Reproduce verbatim the stretch of the data below from its beginning through the line containing "column 439, row 242", including both ends and no further lines.
━━━ EXERCISE INPUTS
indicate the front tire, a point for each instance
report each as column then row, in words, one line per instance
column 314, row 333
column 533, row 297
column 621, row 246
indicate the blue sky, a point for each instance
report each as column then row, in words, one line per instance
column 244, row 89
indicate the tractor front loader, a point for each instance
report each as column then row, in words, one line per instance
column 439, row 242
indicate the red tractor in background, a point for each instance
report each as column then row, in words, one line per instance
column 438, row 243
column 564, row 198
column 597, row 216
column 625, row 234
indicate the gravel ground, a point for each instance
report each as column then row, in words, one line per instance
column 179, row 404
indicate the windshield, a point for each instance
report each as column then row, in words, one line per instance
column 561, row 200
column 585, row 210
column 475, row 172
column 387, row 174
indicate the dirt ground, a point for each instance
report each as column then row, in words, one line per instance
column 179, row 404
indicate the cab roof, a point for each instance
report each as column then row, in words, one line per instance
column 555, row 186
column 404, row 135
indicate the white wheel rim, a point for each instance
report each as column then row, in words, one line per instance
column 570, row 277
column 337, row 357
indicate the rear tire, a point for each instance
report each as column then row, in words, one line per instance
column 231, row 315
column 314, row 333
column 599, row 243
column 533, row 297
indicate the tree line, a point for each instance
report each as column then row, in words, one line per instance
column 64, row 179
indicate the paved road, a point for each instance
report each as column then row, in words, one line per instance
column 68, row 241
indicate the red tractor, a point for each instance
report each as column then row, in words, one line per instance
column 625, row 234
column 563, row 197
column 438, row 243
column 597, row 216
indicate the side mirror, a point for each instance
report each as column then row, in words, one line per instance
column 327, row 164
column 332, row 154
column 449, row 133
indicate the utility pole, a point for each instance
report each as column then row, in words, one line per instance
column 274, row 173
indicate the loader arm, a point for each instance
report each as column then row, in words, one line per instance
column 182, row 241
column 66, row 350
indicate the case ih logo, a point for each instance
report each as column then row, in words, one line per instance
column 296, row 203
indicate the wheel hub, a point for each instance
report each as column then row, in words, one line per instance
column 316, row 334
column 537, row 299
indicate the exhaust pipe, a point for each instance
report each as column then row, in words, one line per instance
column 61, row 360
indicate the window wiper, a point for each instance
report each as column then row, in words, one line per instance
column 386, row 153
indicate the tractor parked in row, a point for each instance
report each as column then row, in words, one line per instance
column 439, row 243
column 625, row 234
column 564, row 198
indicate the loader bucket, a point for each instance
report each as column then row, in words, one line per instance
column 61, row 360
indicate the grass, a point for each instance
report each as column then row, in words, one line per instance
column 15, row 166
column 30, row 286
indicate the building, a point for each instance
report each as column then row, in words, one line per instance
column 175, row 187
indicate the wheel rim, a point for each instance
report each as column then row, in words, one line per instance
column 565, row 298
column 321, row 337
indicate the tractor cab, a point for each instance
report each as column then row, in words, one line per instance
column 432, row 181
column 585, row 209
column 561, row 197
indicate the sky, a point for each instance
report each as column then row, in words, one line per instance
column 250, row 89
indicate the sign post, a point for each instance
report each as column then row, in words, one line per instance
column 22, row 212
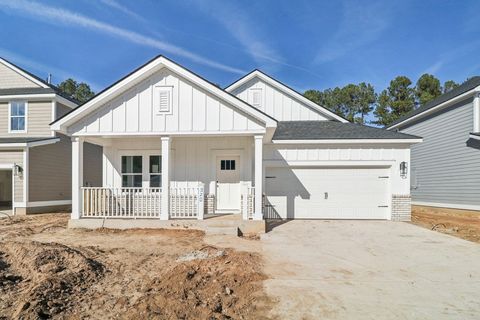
━━━━━━
> ANSWER TO THIS EXERCISE
indicate the front tire, a point for each instance
report each as column then row, in words, one line per instance
column 314, row 333
column 533, row 297
column 621, row 246
indicate the blue sky, a point for each instance
report each as column then row, in words, one line per instance
column 244, row 89
indicate the tractor front loader, a point for each instance
report each as column then row, in words, one line per instance
column 439, row 242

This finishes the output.